**Exercise passage**
------------------------------------------------

Would you rather have giant ears or a tail?

“I think I’d rather have the tail; you could hang from things like Nightcrawler.”


Who: Kimberly Hillstock

What: English Language Arts 12

What is your favorite book?

“I really like Still Alice. It’s about a woman who’s a college professor and she discovers she has the genetic marker for Alzheimer’s. I had a hard time getting through Still Alice; it’s very emotional. It’s a book I think every human being should read.”

How has high school changed since you were a student?

 “I think that you have a different world ahead of you, and we thought that was hard when we were graduating. If we had a degree we were fairly guaranteed we’d have a place in the workforce but now, it’s not a guarantee. We’re teaching kids to survive in a world which we don’t know what it looks like.”

What is your cell phone policy?

“I’m really split on that, kids are so wrapped up in it and it takes away from true interaction in the classroom, in that regard I’m smash them, hide them, get them out of my room. But, I’ve seen teachers on phones, Facebook, and iPads at in services so for teachers to say you shouldn’t is a little hypocritical. One idea I like is having a ‘tech check.’ During class, I’d allot two minutes for students to check their phones, just so they’re not distracted when they feel a notification buzz.”


Who: Todd Peterson

What: Physics

What brought you to BVNW?

“I wasn’t really looking for a job but I met a guy on spring break who told me about an opening here at Northwest. It has a great reputation and obviously a great system so I applied and couldn’t turn down the opportunity.”

Why are you teaching physics?

“What else is there? I started in engineering and it was something that came natural to me. I was good at it, I enjoyed it and that’s how I see the world and that’s why I teach it. I don’t know what it is about me that makes me gravitate towards it, I don’t know why my brain works the way it does but that’s what my interest and passion are.”

What are you looking forward to about the year?

“I’m looking forward to mostly getting to know the students and develop relationships which I think is the best part of my job.”


Who: Kim Goldsmith

What: Counseling

Why did you want to come to BVNW?

------------------------------------------------

**Supplied entries**

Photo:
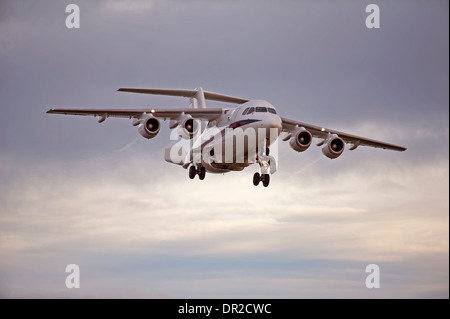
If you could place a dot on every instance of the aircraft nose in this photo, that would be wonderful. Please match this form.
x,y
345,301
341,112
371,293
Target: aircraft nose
x,y
276,123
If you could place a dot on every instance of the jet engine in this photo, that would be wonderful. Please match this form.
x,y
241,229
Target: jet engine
x,y
333,147
150,127
301,140
188,128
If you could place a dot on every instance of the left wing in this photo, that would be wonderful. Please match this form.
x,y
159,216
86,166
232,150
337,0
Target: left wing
x,y
203,114
321,132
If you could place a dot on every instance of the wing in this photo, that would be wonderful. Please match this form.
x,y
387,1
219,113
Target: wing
x,y
187,93
203,114
321,132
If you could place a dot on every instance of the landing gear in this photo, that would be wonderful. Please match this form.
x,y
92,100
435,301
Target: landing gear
x,y
264,178
201,171
192,172
267,165
256,179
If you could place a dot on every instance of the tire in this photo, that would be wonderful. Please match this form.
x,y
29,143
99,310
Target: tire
x,y
256,179
192,172
266,179
202,173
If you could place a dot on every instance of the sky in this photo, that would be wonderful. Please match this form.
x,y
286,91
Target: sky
x,y
100,196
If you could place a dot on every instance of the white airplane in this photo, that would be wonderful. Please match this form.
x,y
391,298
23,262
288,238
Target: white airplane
x,y
245,132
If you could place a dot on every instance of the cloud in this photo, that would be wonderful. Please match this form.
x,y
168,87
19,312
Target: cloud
x,y
128,6
74,191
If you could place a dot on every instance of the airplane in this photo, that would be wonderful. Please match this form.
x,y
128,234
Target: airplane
x,y
245,132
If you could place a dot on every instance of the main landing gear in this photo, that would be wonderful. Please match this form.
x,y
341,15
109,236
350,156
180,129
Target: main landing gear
x,y
267,164
200,171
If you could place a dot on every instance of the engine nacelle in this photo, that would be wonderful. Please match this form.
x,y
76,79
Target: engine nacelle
x,y
188,128
150,127
333,147
301,140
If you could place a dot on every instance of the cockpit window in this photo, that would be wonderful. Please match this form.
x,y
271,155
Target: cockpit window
x,y
261,109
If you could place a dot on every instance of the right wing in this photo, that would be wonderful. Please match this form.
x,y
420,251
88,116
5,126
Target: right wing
x,y
187,93
172,114
320,132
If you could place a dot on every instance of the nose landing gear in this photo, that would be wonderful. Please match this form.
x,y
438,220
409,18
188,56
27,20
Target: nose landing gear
x,y
264,178
200,171
266,163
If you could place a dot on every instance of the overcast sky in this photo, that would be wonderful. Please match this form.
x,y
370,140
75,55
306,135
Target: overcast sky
x,y
100,196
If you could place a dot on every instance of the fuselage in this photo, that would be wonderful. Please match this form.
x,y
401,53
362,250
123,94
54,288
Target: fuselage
x,y
234,141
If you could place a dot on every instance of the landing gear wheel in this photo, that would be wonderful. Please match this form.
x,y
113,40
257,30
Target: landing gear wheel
x,y
265,179
192,172
256,179
202,173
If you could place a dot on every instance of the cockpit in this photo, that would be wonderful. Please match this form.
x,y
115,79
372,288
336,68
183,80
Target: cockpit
x,y
259,109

------------------------------------------------

Could you repeat the passage of the teacher interviews that opens with the words "How has high" and closes with "cell phone policy?", switching "workforce" to "job market"?

How has high school changed since you were a student?

 “I think that you have a different world ahead of you, and we thought that was hard when we were graduating. If we had a degree we were fairly guaranteed we’d have a place in the job market but now, it’s not a guarantee. We’re teaching kids to survive in a world which we don’t know what it looks like.”

What is your cell phone policy?